* **Compiti da svolgere**:
**a)** Riporta il passo dell'articolo sulla prima della Scala che comincia con "Ma perché quest’opera" e prosegue fino a "vita sul colpo.".
**b)** Secondo l'articolo sulla prima della Scala, in quale data e in quale teatro il baritono Leonard Warren fu colpito da un infarto?

* **Estratto del testo**:
▬▬▬▬▬▬
Musica

Prima della Scala, “La forza del destino” di Giuseppe Verdi tra scaramanzia e leggenda

Fra critici, cantanti e pubblico si gioca a non pronunciarne il titolo originale per esteso

di Simona Griggio
Prima della Scala, “La forza del destino” di Giuseppe Verdi tra scaramanzia e leggenda

“La forza del destino, La forza del destino, La forza del destino”. Se non bisogna neppure nominare l’opera di Verdi che apre a Sant’Ambrogio la stagione del Teatro alla Scala di Milano perché considerata portatrice di jella, noi la nominiamo per ben tre volte di seguito. Non certo per gufare. Ma perché scaramantici non siamo e vogliamo dimostrare razionalità.

Alla Primina del 4 dicembre, del resto, quella dedicata agli Under 30, è andato tutto liscio, a dimostrazione che molto di ciò che si dice del titolo ‘maledetto’ di Giuseppe Verdi fa parte del folclore. C’è di più: l’opera mancava da decenni all’inaugurazione scaligera, e questo rende ancora più affascinante e carica di suspense l’attesa del 7 dicembre, con Riccardo Chailly sul podio e la regia spettacolare di Leo Muscato.La Serata inaugurale è dedicata alla “voce d’angelo” Renata Tebaldi nel ventennale della scomparsa.

Il sipario, alle 18, si aprirà su un cast di grandi nomi, a cominciare dalla star russa Anna Netrebko (Donna Leonora) che dividerà il palco del Piermarini con artisti del calibro di Brian Jagde (Don Alvaro), Ludovic Tézier (Don Carlo di Vargas), Vasilisa Berzhanskaya (Preziosilla), Alexander Vinogradov (Padre Guardiano), Marco Filippo Romano (Fra Melitone), Fabrizio Beggi (il Marchese di Calatrava), Carlo Bosi (Mastro Trabuco).

Ma perché quest’opera è considerata funesta e portatrice di disgrazie? Fra critici, cantanti e pubblico si gioca a non pronunciarne il titolo originale per esteso chiamandola, per esempio, “l’opera di San Pietroburgo”, “la potenza del fato”, “l’opera innominabile”. Fa parte del folclore oppure qualcosa di vero c’è? Nella sua storia c’è un fatto realmente accaduto, una disgrazia che lascia ancora oggi sbigottiti. Il 4 marzo del 1960 al Metropolitan di New York, il baritono Leonard Warren aveva appena finito di cantare “Morir, tremenda cosa”, quando fu colpito da un infarto e in effetti passò a miglio vita sul colpo.
▬▬▬▬▬▬
* **Voci fornite**:
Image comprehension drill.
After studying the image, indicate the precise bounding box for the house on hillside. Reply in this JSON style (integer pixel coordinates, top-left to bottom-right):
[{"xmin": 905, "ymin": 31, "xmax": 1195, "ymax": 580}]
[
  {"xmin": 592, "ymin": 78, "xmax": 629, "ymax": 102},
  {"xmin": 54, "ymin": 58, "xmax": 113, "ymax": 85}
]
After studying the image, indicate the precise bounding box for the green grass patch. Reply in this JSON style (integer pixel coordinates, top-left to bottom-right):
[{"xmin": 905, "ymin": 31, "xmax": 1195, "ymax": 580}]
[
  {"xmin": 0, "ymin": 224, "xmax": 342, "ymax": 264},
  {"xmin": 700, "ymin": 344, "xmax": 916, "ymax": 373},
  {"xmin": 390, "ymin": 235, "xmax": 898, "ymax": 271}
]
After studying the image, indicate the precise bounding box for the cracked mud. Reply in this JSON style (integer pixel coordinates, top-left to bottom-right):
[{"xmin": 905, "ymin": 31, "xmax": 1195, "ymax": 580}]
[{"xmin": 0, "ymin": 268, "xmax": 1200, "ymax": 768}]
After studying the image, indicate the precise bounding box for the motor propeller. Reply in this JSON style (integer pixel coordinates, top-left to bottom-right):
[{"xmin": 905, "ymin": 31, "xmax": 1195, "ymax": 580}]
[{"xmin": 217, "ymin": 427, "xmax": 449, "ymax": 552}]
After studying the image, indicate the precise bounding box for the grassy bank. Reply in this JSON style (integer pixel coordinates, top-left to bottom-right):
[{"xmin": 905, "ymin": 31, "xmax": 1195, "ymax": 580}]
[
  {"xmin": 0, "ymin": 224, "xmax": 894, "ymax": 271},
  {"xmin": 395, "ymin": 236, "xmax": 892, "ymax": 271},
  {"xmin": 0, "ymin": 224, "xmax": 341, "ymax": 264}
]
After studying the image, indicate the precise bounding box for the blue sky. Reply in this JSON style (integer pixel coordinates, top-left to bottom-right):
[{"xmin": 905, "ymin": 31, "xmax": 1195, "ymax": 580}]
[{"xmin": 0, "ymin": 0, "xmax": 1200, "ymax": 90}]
▬▬▬▬▬▬
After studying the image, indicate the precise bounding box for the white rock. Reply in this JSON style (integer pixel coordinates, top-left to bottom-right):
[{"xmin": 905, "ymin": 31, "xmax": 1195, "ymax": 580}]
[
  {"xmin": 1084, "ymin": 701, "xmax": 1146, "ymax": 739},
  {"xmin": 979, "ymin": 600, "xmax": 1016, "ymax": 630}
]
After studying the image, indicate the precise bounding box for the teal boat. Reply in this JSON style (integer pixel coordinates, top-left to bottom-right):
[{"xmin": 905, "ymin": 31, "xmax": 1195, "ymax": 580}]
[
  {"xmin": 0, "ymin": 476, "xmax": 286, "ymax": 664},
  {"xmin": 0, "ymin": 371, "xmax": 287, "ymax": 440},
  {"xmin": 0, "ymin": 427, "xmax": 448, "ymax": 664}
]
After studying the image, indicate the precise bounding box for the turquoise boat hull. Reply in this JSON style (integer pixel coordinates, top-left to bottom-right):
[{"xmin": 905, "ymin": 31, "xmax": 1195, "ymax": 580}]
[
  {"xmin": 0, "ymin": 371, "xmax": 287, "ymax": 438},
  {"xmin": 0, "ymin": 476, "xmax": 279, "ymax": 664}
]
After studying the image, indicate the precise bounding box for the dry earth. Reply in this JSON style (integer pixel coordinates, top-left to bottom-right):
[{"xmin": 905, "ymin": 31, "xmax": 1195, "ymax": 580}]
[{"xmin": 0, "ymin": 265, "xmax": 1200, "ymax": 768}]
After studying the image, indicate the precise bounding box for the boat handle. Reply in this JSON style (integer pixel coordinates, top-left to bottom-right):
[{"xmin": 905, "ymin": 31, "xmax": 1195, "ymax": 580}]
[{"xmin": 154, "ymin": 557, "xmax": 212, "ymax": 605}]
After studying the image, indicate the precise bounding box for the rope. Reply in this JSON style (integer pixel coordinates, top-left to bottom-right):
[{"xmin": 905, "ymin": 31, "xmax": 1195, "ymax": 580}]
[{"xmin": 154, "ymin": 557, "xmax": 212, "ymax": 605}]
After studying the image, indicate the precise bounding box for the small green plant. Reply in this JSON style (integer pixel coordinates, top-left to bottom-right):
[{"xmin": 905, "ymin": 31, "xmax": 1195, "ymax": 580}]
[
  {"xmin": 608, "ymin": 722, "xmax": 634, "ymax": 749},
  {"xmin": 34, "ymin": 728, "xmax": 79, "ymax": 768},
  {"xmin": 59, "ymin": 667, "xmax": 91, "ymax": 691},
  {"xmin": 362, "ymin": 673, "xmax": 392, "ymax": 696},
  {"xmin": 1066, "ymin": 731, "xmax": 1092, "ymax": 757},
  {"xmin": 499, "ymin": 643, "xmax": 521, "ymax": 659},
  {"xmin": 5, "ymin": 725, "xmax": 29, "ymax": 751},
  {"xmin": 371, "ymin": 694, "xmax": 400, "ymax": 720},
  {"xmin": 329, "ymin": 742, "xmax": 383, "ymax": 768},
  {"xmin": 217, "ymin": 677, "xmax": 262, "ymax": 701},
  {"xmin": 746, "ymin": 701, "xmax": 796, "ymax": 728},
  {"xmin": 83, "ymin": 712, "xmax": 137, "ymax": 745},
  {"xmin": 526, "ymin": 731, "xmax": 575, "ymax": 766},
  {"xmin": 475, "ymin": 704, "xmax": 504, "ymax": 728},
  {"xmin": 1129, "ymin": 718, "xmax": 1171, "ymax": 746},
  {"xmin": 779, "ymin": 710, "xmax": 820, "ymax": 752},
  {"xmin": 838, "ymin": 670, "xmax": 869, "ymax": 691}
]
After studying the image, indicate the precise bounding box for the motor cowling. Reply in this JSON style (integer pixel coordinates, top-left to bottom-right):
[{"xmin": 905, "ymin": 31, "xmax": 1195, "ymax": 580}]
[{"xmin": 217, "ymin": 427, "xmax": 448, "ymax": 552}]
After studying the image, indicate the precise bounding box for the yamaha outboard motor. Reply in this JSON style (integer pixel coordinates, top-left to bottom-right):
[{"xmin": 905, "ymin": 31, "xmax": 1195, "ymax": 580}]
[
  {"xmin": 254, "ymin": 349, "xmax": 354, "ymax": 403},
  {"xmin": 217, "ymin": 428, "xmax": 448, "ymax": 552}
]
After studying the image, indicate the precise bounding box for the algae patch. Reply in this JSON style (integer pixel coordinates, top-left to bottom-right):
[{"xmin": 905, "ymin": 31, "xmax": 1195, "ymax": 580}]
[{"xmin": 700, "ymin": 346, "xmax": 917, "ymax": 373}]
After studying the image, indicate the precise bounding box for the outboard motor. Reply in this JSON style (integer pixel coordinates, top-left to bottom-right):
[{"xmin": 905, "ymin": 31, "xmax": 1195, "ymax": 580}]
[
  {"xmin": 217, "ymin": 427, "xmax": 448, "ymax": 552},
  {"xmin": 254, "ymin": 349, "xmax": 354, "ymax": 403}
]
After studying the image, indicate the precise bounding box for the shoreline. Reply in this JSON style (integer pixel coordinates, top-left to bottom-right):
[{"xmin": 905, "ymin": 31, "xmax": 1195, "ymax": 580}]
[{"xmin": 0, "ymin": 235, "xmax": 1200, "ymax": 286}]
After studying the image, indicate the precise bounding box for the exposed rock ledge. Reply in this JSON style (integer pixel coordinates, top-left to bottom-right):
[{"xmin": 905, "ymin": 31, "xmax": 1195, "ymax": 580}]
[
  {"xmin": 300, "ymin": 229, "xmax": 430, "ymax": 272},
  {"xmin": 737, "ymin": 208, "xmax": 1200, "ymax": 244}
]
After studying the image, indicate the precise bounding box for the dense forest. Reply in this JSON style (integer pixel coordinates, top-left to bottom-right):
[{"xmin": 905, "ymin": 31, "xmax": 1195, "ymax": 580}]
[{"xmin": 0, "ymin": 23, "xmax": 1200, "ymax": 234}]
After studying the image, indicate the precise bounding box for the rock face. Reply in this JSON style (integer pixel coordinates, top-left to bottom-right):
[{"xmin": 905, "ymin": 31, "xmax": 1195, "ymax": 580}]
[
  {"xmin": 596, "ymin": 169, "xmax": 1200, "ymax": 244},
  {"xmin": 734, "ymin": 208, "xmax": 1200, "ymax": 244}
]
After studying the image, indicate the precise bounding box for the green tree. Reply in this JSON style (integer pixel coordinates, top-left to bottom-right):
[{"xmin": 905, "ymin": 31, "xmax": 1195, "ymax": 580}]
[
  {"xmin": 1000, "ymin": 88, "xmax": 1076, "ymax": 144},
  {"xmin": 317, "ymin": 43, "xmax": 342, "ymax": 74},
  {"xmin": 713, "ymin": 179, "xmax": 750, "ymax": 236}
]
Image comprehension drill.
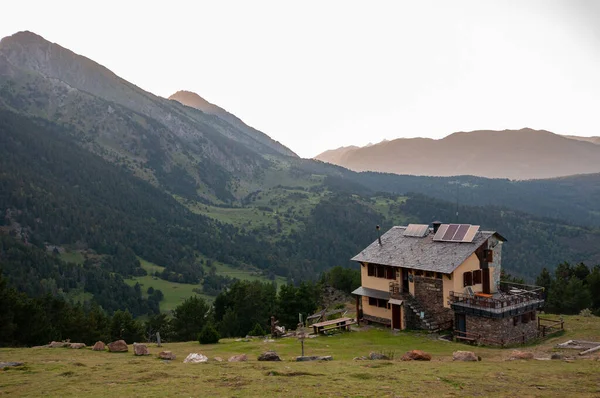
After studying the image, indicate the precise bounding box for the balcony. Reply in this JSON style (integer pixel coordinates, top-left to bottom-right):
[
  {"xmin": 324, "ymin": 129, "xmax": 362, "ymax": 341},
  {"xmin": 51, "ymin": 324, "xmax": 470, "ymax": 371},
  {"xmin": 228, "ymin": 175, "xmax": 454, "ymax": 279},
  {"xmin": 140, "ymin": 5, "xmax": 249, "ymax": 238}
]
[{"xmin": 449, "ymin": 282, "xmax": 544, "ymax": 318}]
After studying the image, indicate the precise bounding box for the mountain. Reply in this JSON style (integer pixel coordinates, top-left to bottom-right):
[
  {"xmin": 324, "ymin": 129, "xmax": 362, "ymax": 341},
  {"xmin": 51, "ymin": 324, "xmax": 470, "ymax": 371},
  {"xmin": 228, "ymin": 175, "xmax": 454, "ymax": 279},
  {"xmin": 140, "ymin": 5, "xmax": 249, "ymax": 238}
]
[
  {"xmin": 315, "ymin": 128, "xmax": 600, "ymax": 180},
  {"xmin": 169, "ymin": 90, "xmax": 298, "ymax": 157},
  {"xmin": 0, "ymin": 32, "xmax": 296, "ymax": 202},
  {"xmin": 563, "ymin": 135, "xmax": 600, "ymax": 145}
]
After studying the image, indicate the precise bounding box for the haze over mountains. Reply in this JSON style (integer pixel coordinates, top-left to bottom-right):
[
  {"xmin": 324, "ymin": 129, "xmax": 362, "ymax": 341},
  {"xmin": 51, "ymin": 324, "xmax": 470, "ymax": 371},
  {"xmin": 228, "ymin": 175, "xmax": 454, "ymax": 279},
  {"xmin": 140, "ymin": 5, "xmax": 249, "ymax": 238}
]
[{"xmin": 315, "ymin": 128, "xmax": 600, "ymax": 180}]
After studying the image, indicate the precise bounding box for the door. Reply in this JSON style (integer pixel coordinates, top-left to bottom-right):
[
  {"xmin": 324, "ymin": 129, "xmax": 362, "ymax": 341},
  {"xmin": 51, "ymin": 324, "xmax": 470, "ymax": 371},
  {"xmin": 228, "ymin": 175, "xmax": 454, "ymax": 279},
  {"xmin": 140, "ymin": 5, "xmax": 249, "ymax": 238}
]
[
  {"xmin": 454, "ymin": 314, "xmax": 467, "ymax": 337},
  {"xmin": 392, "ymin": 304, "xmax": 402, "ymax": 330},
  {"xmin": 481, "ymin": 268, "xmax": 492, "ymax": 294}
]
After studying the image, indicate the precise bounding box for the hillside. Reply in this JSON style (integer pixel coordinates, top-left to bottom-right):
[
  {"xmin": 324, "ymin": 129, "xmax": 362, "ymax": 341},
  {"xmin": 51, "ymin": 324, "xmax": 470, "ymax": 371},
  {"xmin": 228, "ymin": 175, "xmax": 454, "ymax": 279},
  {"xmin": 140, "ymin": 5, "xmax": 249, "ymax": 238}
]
▬▬▬▬▬▬
* **In risposta**:
**a)**
Ma perché quest’opera è considerata funesta e portatrice di disgrazie? Fra critici, cantanti e pubblico si gioca a non pronunciarne il titolo originale per esteso chiamandola, per esempio, “l’opera di San Pietroburgo”, “la potenza del fato”, “l’opera innominabile”. Fa parte del folclore oppure qualcosa di vero c’è? Nella sua storia c’è un fatto realmente accaduto, una disgrazia che lascia ancora oggi sbigottiti. Il 4 marzo del 1960 al Metropolitan di New York, il baritono Leonard Warren aveva appena finito di cantare “Morir, tremenda cosa”, quando fu colpito da un infarto e in effetti passò a miglio vita sul colpo.

**b)** Il 4 marzo 1960, al Metropolitan di New York.